**Things to do:**
#1 List every column that the thread on EXISTS query speed defines for the child table.
#2 Which PostgreSQL version does the thread on EXISTS query speed say is running?
#3 In the thread on EXISTS query speed, copy the text from "INSERT INTO parent" up to and including "parent gets none.".

**Passage to read:**
■ ■ ■ ■
EXISTS by itself vs SELECT EXISTS much slower in query.

2021-11-08 Thread Jimmy A
A description of what you are trying to achieve and what results you
expect.:
I have two equivalent queries, one with an EXISTS clause by itself and one
wrapped in a (SELECT EXISTS) and the "naked" exists is much slower.
I would expect both to be the same speed / have same execution plan.

-- slow
explain (analyze, buffers)
SELECT
parent.*,
EXISTS (SELECT * FROM child WHERE child.parent_id=parent.parent_id) AS
child_exists
FROM parent
ORDER BY parent_id LIMIT 10;

-- fast
explain (analyze, buffers)
SELECT
parent.*,
(SELECT EXISTS (SELECT * FROM child WHERE
child.parent_id=parent.parent_id)) AS child_exists
FROM parent
ORDER BY parent_id LIMIT 10;

-- slow
https://explain.depesz.com/s/DzcK

-- fast
https://explain.depesz.com/s/EftS

Setup:
CREATE TABLE parent(parent_id BIGSERIAL PRIMARY KEY, name text);
CREATE TABLE child(child_id BIGSERIAL PRIMARY KEY, parent_id bigint
references parent(parent_id), name text);

-- random name and sequential primary key for 100 thousand parents.
INSERT INTO parent
SELECT
nextval('parent_parent_id_seq'),
md5(random()::text)
FROM generate_series(1, 10);

-- 1 million children.
-- set every odd id parent to have children. even id parent gets none.
INSERT INTO child
SELECT
   nextval('child_child_id_seq'),
   ((generate_series/2*2) % 10)::bigint + 1,
   md5(random()::text)
FROM generate_series(1, 100);

CREATE INDEX ON child(parent_id);
VACUUM ANALYZE parent, child;

Both queries return the same results - I have taken a md5 of both queries
without the LIMIT clause to confirm.
Tables have been vacuumed and analyzed.
No other queries are being executed.
Reproducible with LIMIT 1 or LIMIT 100 or LIMIT 500.
Changing work_mem makes no difference.

-[ RECORD 1 ]--+-
relname| parent
relpages   | 935
reltuples  | 10
relallvisible  | 935
relkind| r
relnatts   | 2
relhassubclass | f
reloptions |
pg_table_size  | 7700480
-[ RECORD 2 ]--+-
relname| child
relpages   | 10310
reltuples  | 1e+06
relallvisible  | 10310
relkind| r
relnatts   | 3
relhassubclass | f
reloptions |
pg_table_size  | 84516864

PostgreSQL version number you are running:
PostgreSQL 13.4 on arm-apple-darwin20.5.0, compiled by Apple clang version
12.0.5 (clang-1205.0.22.9), 64-bit

How you installed PostgreSQL:
Using homebrew for mac.
brew install postgres

Changes made to the settings in the postgresql.conf file:  see Server
Configuration for a quick way to list them all.
■ ■ ■ ■
**Information shown:**
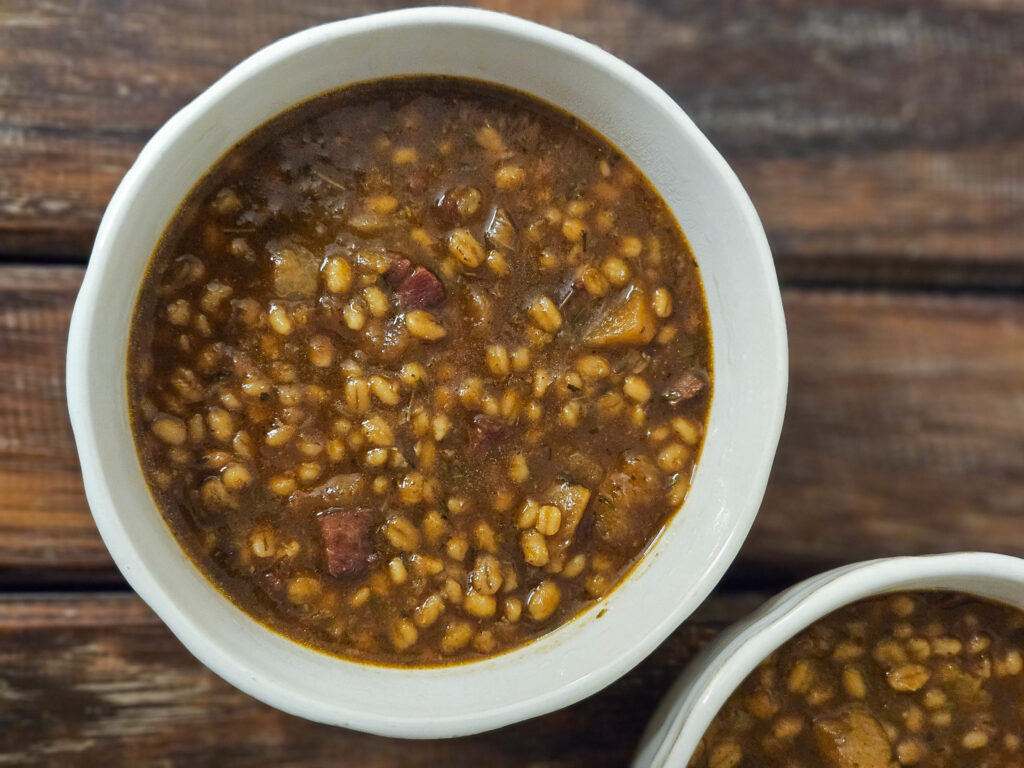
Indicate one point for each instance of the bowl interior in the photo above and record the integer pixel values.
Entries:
(744, 421)
(710, 680)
■ ■ ■ ■
**Results in order:**
#1 child_id, parent_id, name

#2 PostgreSQL 13.4

#3
INSERT INTO parent
SELECT
nextval('parent_parent_id_seq'),
md5(random()::text)
FROM generate_series(1, 10);

-- 1 million children.
-- set every odd id parent to have children. even id parent gets none.